Action item: Restate the whole listing exactly, leaving nothing out.

BEGIN Provided information

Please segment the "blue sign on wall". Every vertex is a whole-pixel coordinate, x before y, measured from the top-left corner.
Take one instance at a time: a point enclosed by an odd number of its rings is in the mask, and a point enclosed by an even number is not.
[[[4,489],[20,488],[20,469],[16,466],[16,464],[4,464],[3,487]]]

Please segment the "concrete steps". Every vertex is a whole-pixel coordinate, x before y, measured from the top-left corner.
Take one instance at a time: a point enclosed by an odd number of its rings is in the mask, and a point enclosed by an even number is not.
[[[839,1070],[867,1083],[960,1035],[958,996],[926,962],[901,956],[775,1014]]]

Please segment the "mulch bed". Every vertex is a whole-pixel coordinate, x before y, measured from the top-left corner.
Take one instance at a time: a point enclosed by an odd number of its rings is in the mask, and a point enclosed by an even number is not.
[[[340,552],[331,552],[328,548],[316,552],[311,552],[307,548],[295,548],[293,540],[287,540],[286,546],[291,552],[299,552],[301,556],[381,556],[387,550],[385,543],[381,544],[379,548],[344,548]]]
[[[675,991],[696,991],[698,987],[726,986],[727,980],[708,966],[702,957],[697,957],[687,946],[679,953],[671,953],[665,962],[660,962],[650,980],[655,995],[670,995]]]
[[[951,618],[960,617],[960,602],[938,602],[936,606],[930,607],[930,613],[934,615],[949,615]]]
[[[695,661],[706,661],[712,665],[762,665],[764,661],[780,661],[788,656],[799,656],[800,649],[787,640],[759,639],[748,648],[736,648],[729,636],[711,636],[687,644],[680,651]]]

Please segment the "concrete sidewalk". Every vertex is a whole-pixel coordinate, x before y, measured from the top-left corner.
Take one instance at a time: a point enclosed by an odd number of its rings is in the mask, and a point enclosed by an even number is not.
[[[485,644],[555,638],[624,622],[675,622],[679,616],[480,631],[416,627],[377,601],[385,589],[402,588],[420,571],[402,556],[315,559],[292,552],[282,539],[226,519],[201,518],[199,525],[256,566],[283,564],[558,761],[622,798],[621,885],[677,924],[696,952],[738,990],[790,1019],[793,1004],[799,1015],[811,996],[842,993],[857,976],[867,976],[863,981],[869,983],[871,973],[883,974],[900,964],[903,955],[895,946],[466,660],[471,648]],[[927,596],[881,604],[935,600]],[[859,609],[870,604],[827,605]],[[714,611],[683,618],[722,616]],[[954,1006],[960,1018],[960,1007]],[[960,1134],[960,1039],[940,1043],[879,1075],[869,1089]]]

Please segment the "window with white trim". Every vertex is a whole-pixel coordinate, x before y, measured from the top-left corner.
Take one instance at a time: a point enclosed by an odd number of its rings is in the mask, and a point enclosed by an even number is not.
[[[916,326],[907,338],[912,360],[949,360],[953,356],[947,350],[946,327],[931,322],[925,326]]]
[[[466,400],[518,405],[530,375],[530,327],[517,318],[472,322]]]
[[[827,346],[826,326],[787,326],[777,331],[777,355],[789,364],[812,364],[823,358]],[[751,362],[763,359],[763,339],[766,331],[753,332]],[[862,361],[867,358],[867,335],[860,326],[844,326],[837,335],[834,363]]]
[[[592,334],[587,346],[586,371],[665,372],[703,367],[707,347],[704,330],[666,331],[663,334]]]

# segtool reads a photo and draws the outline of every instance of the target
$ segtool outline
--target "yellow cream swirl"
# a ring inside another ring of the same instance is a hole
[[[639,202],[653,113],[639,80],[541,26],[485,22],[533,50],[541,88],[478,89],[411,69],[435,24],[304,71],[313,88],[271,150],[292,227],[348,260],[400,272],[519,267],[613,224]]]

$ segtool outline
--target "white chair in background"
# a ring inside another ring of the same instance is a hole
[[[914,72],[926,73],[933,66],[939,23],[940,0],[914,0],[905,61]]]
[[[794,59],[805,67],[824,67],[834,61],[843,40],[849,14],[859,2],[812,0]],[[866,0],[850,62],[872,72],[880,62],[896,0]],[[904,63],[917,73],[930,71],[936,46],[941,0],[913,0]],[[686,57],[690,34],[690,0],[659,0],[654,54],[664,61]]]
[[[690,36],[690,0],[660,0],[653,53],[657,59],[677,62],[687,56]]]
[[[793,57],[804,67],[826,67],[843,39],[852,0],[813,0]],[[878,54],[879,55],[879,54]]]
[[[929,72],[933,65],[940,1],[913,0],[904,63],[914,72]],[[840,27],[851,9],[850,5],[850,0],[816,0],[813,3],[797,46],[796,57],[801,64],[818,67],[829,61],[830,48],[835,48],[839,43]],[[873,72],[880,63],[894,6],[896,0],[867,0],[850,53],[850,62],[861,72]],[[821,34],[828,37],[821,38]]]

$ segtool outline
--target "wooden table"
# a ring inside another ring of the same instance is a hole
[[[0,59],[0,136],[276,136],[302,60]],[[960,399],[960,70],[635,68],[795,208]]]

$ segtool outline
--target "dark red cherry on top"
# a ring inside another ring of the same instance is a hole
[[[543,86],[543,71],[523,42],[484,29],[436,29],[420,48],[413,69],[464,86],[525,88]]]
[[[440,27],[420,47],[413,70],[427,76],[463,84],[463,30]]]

END Provided information

Solution to the exercise:
Please segment the "blue sign on wall". Every vertex is a whole-pixel coordinate, x before y, measured from the top-left corner.
Take one instance at a time: a point enclosed by an odd number of its rings is in the mask, and a point enclosed by an even number is not.
[[[4,489],[20,488],[20,469],[16,466],[16,464],[4,464],[3,487]]]

Please segment the "concrete steps". Every vertex is a whole-pixel coordinate, x before y, measured from the top-left corner.
Take one instance at a time: a point enclosed by an odd number of its rings is in the mask, and a point enclosed by an even number is not.
[[[839,1070],[867,1083],[960,1035],[958,996],[926,962],[901,956],[775,1014]]]

Please segment the "mulch bed". Every vertex is a whole-pixel coordinate, x before y, measured from the top-left corner.
Take one instance at a time: a point enclosed by an odd number of its rings is in the mask, and a point enclosed by an even number is not.
[[[340,552],[331,552],[328,548],[316,552],[311,552],[307,548],[295,548],[293,540],[287,540],[286,546],[291,552],[299,552],[301,556],[381,556],[387,550],[385,543],[381,544],[379,548],[344,548]]]
[[[675,991],[696,991],[698,987],[726,986],[727,980],[708,966],[702,957],[697,957],[687,946],[679,953],[671,953],[665,962],[660,962],[650,980],[655,995],[670,995]]]
[[[951,618],[960,617],[960,602],[938,602],[936,606],[930,607],[930,613],[934,615],[949,615]]]
[[[695,661],[706,661],[712,665],[762,665],[764,661],[780,661],[788,656],[799,656],[800,649],[787,640],[759,639],[748,648],[736,648],[729,636],[711,636],[687,644],[680,651]]]

Please segment the "concrete sidewalk". Every vertex is a whole-pixel coordinate, x before y, measured from the top-left corner.
Take one instance at a time: a point enclosed by an odd number of its rings is in the mask, and a point enclosed by an even number is not.
[[[485,644],[555,638],[624,622],[675,622],[679,616],[480,631],[416,627],[377,601],[385,589],[402,588],[420,571],[402,556],[315,559],[292,552],[282,539],[226,519],[201,518],[199,525],[256,566],[283,564],[558,761],[622,798],[621,885],[677,924],[696,952],[738,990],[790,1019],[793,1004],[799,1015],[811,996],[842,993],[857,976],[867,976],[863,981],[869,983],[871,973],[883,974],[900,964],[903,955],[895,946],[466,660],[471,648]],[[927,596],[881,604],[935,600]],[[859,609],[870,604],[827,605]],[[714,611],[683,618],[722,616]],[[954,1006],[960,1018],[960,1007]],[[960,1134],[960,1039],[940,1043],[879,1075],[869,1089]]]

Please segment the "window with white trim". Every vertex is a whole-pixel coordinate, x before y, measured from the top-left corner.
Take one instance at a time: a point enclosed by an odd number of its rings is in the mask, and a point enclosed by an even number is not.
[[[916,326],[907,338],[912,360],[949,360],[953,356],[947,350],[946,327],[931,322],[925,326]]]
[[[466,400],[518,405],[530,375],[530,327],[517,318],[472,322]]]
[[[827,346],[826,326],[787,326],[777,331],[777,355],[789,364],[812,364],[823,358]],[[751,362],[763,359],[763,339],[766,331],[753,332]],[[862,361],[867,358],[867,335],[860,326],[844,326],[837,335],[834,363]]]
[[[592,334],[587,346],[586,371],[665,372],[703,367],[707,347],[704,330],[666,331],[663,334]]]

# segtool reads a photo and draws the outline of every instance of the target
$ segtool outline
--target "yellow cream swirl"
# a ring inside another ring of the same instance is a hole
[[[639,202],[653,113],[639,80],[541,26],[485,22],[533,50],[541,88],[478,89],[411,69],[435,24],[304,71],[313,88],[271,150],[292,227],[348,260],[400,272],[519,267],[613,224]]]

$ segtool outline
--target "white chair in background"
# a ring inside another ring of the same instance is a hole
[[[914,72],[926,73],[933,66],[939,23],[940,0],[914,0],[905,61]]]
[[[794,59],[805,67],[824,67],[834,61],[843,40],[849,14],[859,2],[812,0]],[[866,0],[850,62],[872,72],[880,62],[896,0]],[[904,63],[917,73],[930,71],[936,46],[941,0],[913,0]],[[686,57],[690,34],[690,0],[659,0],[654,54],[664,61]]]
[[[690,36],[690,0],[660,0],[653,53],[657,59],[677,62],[687,56]]]
[[[793,57],[804,67],[826,67],[843,39],[852,0],[813,0]],[[878,54],[879,55],[879,54]]]
[[[929,72],[933,65],[940,1],[913,0],[904,63],[914,72]],[[840,27],[851,9],[850,5],[850,0],[816,0],[813,3],[797,46],[796,57],[801,64],[818,67],[829,61],[830,48],[835,48],[839,43]],[[873,72],[880,63],[894,6],[896,0],[867,0],[850,53],[850,62],[861,72]],[[821,34],[828,37],[821,38]]]

$ segtool outline
--target "wooden table"
# a ring inside another ring of the same instance is a hole
[[[0,59],[0,136],[276,136],[302,60]],[[960,399],[960,70],[635,68],[795,208]]]

$ segtool outline
--target "dark red cherry on top"
# a ring inside another ring of the same instance is a hole
[[[543,86],[543,71],[523,42],[484,29],[436,29],[420,48],[413,69],[464,86],[525,88]]]
[[[440,27],[420,47],[413,70],[427,76],[463,84],[463,30]]]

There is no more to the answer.